- [TASK TO CARRY OUT]
Update the records below by changing each "drop a marker on" to "place a point on" and leaving everything else unchanged.

- [Point annotation dataset records]
>>>

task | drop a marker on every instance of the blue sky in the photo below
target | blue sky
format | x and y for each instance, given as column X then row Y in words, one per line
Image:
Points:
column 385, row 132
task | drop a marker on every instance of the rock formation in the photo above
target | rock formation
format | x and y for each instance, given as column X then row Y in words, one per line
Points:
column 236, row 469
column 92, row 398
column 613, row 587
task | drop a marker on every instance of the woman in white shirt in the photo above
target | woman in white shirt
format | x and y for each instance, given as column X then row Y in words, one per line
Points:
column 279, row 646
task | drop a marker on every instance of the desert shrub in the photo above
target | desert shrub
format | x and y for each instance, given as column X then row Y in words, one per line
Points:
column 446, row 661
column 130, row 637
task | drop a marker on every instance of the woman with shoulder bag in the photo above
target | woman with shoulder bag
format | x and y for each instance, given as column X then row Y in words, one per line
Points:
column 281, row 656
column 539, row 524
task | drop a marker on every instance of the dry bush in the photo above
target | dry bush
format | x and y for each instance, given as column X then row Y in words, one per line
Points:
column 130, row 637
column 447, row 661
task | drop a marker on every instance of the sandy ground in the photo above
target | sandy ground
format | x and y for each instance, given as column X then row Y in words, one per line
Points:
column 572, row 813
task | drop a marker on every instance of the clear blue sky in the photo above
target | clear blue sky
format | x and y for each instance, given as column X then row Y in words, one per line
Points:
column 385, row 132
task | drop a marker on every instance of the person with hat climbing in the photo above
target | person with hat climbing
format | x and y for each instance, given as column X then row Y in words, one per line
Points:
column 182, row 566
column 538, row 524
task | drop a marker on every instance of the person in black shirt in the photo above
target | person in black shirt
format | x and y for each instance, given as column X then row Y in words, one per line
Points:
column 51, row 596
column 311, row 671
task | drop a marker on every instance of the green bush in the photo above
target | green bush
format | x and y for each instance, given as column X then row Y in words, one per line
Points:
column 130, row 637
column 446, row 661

<<<

- [OUTPUT OF THE EXERCISE]
task | place a point on every instance of the blue sky in the photo below
target | blue sky
format | x and y for each instance, given as column X then row Y in words, one per line
Image:
Points:
column 385, row 132
task | place a point on every instance of the rock formation in the photo above
target | rock formation
format | x and y for each instance, given as column X then row Y in words, one per line
Points:
column 236, row 469
column 92, row 398
column 613, row 587
task | place a point on every instance of the woman in white shirt in the photo above
target | woman in white shirt
format | x and y for each instance, given as column X then row Y in words, one per line
Points:
column 279, row 646
task | place a point on every instance of the desert shrub in the photo above
target | desert shrub
format | x and y for each instance, given as column X then row Y in words, one per line
Points:
column 446, row 661
column 130, row 637
task | place a point on every instance of the woman with shoulder bag in the photo above
target | woman with shoulder bag
format | x and y for each instance, given as column X then row Y in words, one per line
Points:
column 281, row 656
column 539, row 524
task | place a point on every instance of the dry bush in the photo above
target | dry bush
format | x and y for each instance, given as column X then row Y in words, one per line
Points:
column 130, row 637
column 447, row 661
task | place a point on every instance of the sandy ground in the photo above
target | sandy ground
format | x and y for each instance, given as column X then row Y in words, one per line
Points:
column 572, row 813
task | place a point on every instance of the clear blue sky in the photo above
target | clear blue sky
format | x and y for each instance, given as column X then row Y in words, one per line
Points:
column 385, row 132
task | place a point on every instance of the person with hat climbing in the photo above
target | person with hat climbing
format | x and y for each instance, given as column X then row Y in words, one per line
Points:
column 182, row 566
column 538, row 524
task | place a point on every instance of the person in black shirt in the photo above
target | person in black shirt
format | x and y for each instance, given as column X then row Y in words, one per line
Points:
column 51, row 596
column 311, row 671
task | place a point on every instance of the green bush in the photo above
target | green bush
format | x and y for each instance, given as column X then row Y in words, one per line
Points:
column 130, row 637
column 446, row 661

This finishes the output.